(Bounding-box records)
——————————

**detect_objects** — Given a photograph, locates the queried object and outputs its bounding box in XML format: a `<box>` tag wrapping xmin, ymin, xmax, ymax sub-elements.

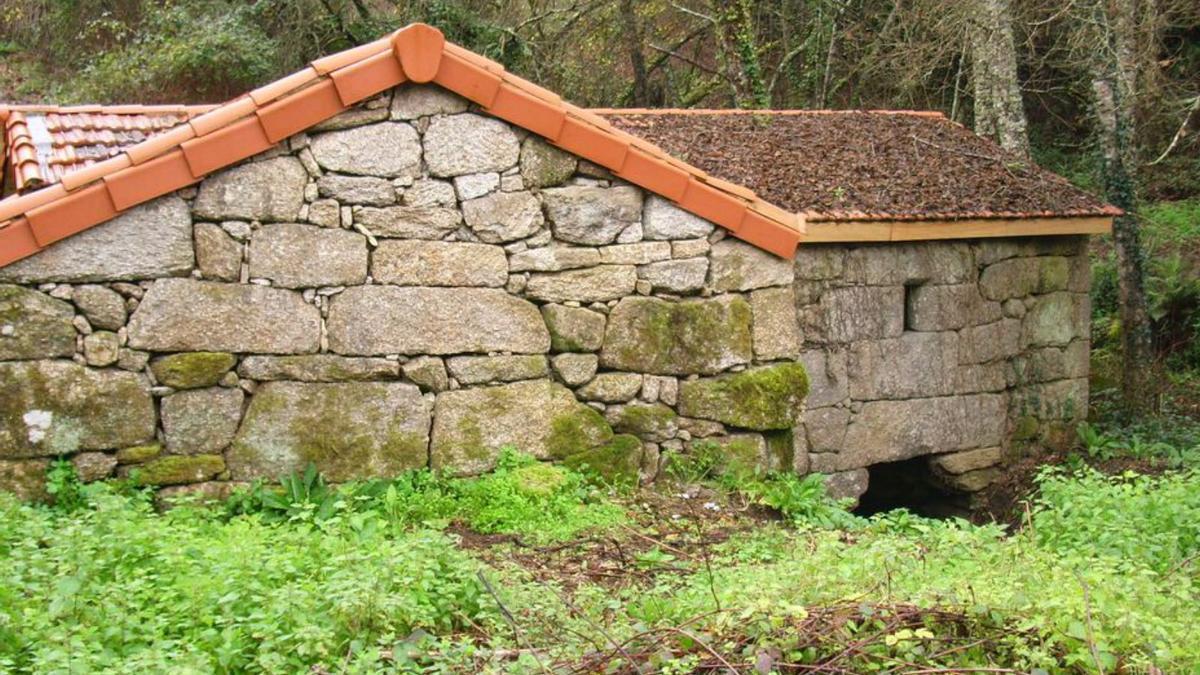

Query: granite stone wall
<box><xmin>0</xmin><ymin>86</ymin><xmax>1087</xmax><ymax>498</ymax></box>
<box><xmin>793</xmin><ymin>237</ymin><xmax>1091</xmax><ymax>495</ymax></box>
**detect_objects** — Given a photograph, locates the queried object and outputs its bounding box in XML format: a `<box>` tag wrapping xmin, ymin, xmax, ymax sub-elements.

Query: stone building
<box><xmin>0</xmin><ymin>25</ymin><xmax>1114</xmax><ymax>497</ymax></box>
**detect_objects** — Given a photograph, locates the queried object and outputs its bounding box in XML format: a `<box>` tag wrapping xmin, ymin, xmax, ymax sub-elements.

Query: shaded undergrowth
<box><xmin>0</xmin><ymin>444</ymin><xmax>1200</xmax><ymax>673</ymax></box>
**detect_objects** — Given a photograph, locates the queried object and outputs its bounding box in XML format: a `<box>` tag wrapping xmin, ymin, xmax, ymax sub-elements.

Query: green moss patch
<box><xmin>612</xmin><ymin>404</ymin><xmax>679</xmax><ymax>441</ymax></box>
<box><xmin>679</xmin><ymin>363</ymin><xmax>809</xmax><ymax>430</ymax></box>
<box><xmin>546</xmin><ymin>405</ymin><xmax>612</xmax><ymax>459</ymax></box>
<box><xmin>150</xmin><ymin>352</ymin><xmax>238</xmax><ymax>389</ymax></box>
<box><xmin>563</xmin><ymin>434</ymin><xmax>642</xmax><ymax>485</ymax></box>
<box><xmin>130</xmin><ymin>455</ymin><xmax>224</xmax><ymax>485</ymax></box>
<box><xmin>116</xmin><ymin>443</ymin><xmax>162</xmax><ymax>464</ymax></box>
<box><xmin>600</xmin><ymin>295</ymin><xmax>752</xmax><ymax>375</ymax></box>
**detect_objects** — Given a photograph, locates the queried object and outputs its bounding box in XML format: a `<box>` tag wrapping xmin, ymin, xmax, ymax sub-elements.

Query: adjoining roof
<box><xmin>0</xmin><ymin>24</ymin><xmax>1121</xmax><ymax>267</ymax></box>
<box><xmin>604</xmin><ymin>109</ymin><xmax>1121</xmax><ymax>223</ymax></box>
<box><xmin>0</xmin><ymin>24</ymin><xmax>804</xmax><ymax>265</ymax></box>
<box><xmin>0</xmin><ymin>106</ymin><xmax>214</xmax><ymax>192</ymax></box>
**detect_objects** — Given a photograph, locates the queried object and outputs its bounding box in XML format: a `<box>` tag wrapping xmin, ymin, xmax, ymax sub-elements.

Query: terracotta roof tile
<box><xmin>4</xmin><ymin>106</ymin><xmax>211</xmax><ymax>192</ymax></box>
<box><xmin>0</xmin><ymin>24</ymin><xmax>1112</xmax><ymax>265</ymax></box>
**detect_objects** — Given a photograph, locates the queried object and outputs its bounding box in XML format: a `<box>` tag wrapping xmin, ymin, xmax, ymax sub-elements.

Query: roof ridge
<box><xmin>0</xmin><ymin>23</ymin><xmax>804</xmax><ymax>265</ymax></box>
<box><xmin>592</xmin><ymin>108</ymin><xmax>946</xmax><ymax>119</ymax></box>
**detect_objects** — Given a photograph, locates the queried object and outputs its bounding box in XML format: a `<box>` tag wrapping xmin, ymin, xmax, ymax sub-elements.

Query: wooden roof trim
<box><xmin>804</xmin><ymin>215</ymin><xmax>1112</xmax><ymax>244</ymax></box>
<box><xmin>0</xmin><ymin>24</ymin><xmax>804</xmax><ymax>265</ymax></box>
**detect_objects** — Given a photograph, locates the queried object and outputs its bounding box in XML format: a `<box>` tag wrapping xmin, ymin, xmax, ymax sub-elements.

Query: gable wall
<box><xmin>0</xmin><ymin>86</ymin><xmax>1086</xmax><ymax>502</ymax></box>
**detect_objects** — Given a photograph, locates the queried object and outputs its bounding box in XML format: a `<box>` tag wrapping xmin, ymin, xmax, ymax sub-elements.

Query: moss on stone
<box><xmin>763</xmin><ymin>429</ymin><xmax>796</xmax><ymax>471</ymax></box>
<box><xmin>150</xmin><ymin>352</ymin><xmax>238</xmax><ymax>389</ymax></box>
<box><xmin>130</xmin><ymin>455</ymin><xmax>224</xmax><ymax>485</ymax></box>
<box><xmin>116</xmin><ymin>443</ymin><xmax>162</xmax><ymax>464</ymax></box>
<box><xmin>679</xmin><ymin>363</ymin><xmax>809</xmax><ymax>430</ymax></box>
<box><xmin>1038</xmin><ymin>256</ymin><xmax>1070</xmax><ymax>293</ymax></box>
<box><xmin>0</xmin><ymin>360</ymin><xmax>155</xmax><ymax>458</ymax></box>
<box><xmin>512</xmin><ymin>462</ymin><xmax>566</xmax><ymax>497</ymax></box>
<box><xmin>600</xmin><ymin>297</ymin><xmax>752</xmax><ymax>375</ymax></box>
<box><xmin>546</xmin><ymin>405</ymin><xmax>612</xmax><ymax>459</ymax></box>
<box><xmin>278</xmin><ymin>384</ymin><xmax>427</xmax><ymax>480</ymax></box>
<box><xmin>612</xmin><ymin>404</ymin><xmax>679</xmax><ymax>440</ymax></box>
<box><xmin>229</xmin><ymin>382</ymin><xmax>428</xmax><ymax>482</ymax></box>
<box><xmin>718</xmin><ymin>436</ymin><xmax>764</xmax><ymax>476</ymax></box>
<box><xmin>1013</xmin><ymin>414</ymin><xmax>1038</xmax><ymax>441</ymax></box>
<box><xmin>563</xmin><ymin>434</ymin><xmax>642</xmax><ymax>485</ymax></box>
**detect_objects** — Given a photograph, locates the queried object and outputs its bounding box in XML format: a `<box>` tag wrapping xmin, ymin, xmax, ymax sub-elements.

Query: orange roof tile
<box><xmin>0</xmin><ymin>106</ymin><xmax>211</xmax><ymax>192</ymax></box>
<box><xmin>0</xmin><ymin>24</ymin><xmax>804</xmax><ymax>265</ymax></box>
<box><xmin>0</xmin><ymin>24</ymin><xmax>1117</xmax><ymax>265</ymax></box>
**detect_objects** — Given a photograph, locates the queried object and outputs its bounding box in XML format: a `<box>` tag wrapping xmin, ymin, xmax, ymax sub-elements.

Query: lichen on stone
<box><xmin>612</xmin><ymin>404</ymin><xmax>679</xmax><ymax>441</ymax></box>
<box><xmin>150</xmin><ymin>352</ymin><xmax>238</xmax><ymax>389</ymax></box>
<box><xmin>546</xmin><ymin>405</ymin><xmax>612</xmax><ymax>459</ymax></box>
<box><xmin>600</xmin><ymin>295</ymin><xmax>752</xmax><ymax>375</ymax></box>
<box><xmin>563</xmin><ymin>434</ymin><xmax>642</xmax><ymax>485</ymax></box>
<box><xmin>679</xmin><ymin>363</ymin><xmax>809</xmax><ymax>430</ymax></box>
<box><xmin>130</xmin><ymin>455</ymin><xmax>224</xmax><ymax>485</ymax></box>
<box><xmin>116</xmin><ymin>443</ymin><xmax>162</xmax><ymax>464</ymax></box>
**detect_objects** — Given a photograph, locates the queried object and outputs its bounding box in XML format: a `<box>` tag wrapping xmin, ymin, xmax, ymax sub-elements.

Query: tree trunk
<box><xmin>1092</xmin><ymin>73</ymin><xmax>1158</xmax><ymax>414</ymax></box>
<box><xmin>968</xmin><ymin>0</ymin><xmax>1030</xmax><ymax>157</ymax></box>
<box><xmin>709</xmin><ymin>0</ymin><xmax>770</xmax><ymax>108</ymax></box>
<box><xmin>620</xmin><ymin>0</ymin><xmax>650</xmax><ymax>108</ymax></box>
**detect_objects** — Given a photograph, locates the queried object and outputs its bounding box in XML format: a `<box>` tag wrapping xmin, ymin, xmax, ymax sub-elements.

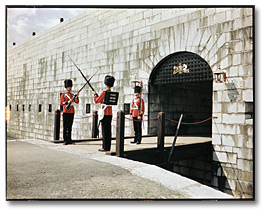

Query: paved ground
<box><xmin>7</xmin><ymin>140</ymin><xmax>232</xmax><ymax>200</ymax></box>
<box><xmin>56</xmin><ymin>136</ymin><xmax>212</xmax><ymax>152</ymax></box>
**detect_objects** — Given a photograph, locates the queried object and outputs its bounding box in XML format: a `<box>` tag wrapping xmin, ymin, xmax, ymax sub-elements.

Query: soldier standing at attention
<box><xmin>93</xmin><ymin>75</ymin><xmax>115</xmax><ymax>152</ymax></box>
<box><xmin>130</xmin><ymin>86</ymin><xmax>144</xmax><ymax>144</ymax></box>
<box><xmin>60</xmin><ymin>79</ymin><xmax>79</xmax><ymax>145</ymax></box>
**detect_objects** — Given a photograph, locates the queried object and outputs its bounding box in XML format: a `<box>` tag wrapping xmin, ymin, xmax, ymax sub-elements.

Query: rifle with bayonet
<box><xmin>66</xmin><ymin>56</ymin><xmax>99</xmax><ymax>110</ymax></box>
<box><xmin>68</xmin><ymin>56</ymin><xmax>99</xmax><ymax>95</ymax></box>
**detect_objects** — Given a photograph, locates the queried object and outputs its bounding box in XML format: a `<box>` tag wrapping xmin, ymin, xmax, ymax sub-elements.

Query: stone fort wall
<box><xmin>7</xmin><ymin>8</ymin><xmax>253</xmax><ymax>197</ymax></box>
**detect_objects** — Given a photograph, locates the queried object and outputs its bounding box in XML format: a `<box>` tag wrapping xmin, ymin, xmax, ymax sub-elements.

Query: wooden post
<box><xmin>157</xmin><ymin>112</ymin><xmax>165</xmax><ymax>151</ymax></box>
<box><xmin>54</xmin><ymin>109</ymin><xmax>61</xmax><ymax>140</ymax></box>
<box><xmin>116</xmin><ymin>110</ymin><xmax>125</xmax><ymax>157</ymax></box>
<box><xmin>92</xmin><ymin>111</ymin><xmax>98</xmax><ymax>138</ymax></box>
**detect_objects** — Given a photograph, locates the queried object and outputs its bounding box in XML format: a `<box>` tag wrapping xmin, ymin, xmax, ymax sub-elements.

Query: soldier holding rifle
<box><xmin>93</xmin><ymin>75</ymin><xmax>115</xmax><ymax>152</ymax></box>
<box><xmin>130</xmin><ymin>86</ymin><xmax>144</xmax><ymax>144</ymax></box>
<box><xmin>60</xmin><ymin>79</ymin><xmax>79</xmax><ymax>145</ymax></box>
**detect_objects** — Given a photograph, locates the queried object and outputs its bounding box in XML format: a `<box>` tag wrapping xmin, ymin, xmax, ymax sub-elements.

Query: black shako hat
<box><xmin>134</xmin><ymin>86</ymin><xmax>141</xmax><ymax>93</ymax></box>
<box><xmin>64</xmin><ymin>80</ymin><xmax>72</xmax><ymax>88</ymax></box>
<box><xmin>104</xmin><ymin>75</ymin><xmax>115</xmax><ymax>87</ymax></box>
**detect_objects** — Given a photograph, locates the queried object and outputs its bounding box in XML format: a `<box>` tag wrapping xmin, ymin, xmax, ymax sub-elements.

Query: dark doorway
<box><xmin>148</xmin><ymin>52</ymin><xmax>213</xmax><ymax>137</ymax></box>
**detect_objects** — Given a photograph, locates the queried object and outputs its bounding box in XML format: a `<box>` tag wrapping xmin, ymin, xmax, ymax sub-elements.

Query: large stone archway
<box><xmin>148</xmin><ymin>52</ymin><xmax>213</xmax><ymax>137</ymax></box>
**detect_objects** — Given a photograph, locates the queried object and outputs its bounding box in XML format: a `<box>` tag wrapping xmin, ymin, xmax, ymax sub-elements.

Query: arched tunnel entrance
<box><xmin>148</xmin><ymin>52</ymin><xmax>213</xmax><ymax>137</ymax></box>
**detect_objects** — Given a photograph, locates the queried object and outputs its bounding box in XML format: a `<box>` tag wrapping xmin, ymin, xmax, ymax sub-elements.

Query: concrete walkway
<box><xmin>7</xmin><ymin>140</ymin><xmax>233</xmax><ymax>199</ymax></box>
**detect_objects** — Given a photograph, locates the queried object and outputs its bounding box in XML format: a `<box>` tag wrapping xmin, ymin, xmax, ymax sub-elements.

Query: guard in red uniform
<box><xmin>130</xmin><ymin>86</ymin><xmax>144</xmax><ymax>144</ymax></box>
<box><xmin>60</xmin><ymin>80</ymin><xmax>79</xmax><ymax>145</ymax></box>
<box><xmin>93</xmin><ymin>75</ymin><xmax>115</xmax><ymax>152</ymax></box>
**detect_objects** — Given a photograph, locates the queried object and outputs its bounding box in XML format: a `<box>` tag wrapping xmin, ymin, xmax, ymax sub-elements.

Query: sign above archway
<box><xmin>149</xmin><ymin>52</ymin><xmax>213</xmax><ymax>85</ymax></box>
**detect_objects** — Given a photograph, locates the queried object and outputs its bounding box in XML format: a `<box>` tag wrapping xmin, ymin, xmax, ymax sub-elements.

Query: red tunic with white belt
<box><xmin>94</xmin><ymin>91</ymin><xmax>112</xmax><ymax>115</ymax></box>
<box><xmin>130</xmin><ymin>98</ymin><xmax>144</xmax><ymax>117</ymax></box>
<box><xmin>60</xmin><ymin>92</ymin><xmax>79</xmax><ymax>113</ymax></box>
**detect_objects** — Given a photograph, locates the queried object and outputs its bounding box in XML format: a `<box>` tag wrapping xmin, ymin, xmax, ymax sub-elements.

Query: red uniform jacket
<box><xmin>94</xmin><ymin>91</ymin><xmax>112</xmax><ymax>115</ymax></box>
<box><xmin>130</xmin><ymin>98</ymin><xmax>144</xmax><ymax>117</ymax></box>
<box><xmin>60</xmin><ymin>92</ymin><xmax>79</xmax><ymax>113</ymax></box>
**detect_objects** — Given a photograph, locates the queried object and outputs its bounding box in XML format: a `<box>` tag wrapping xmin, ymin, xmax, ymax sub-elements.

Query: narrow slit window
<box><xmin>245</xmin><ymin>102</ymin><xmax>253</xmax><ymax>119</ymax></box>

——————————

*EXERCISE BRIEF*. Return every line of the items above that contains the string "soldier", copying each line unchanged.

*REPLY TO THE TASK*.
Query: soldier standing at attention
Query: soldier holding rifle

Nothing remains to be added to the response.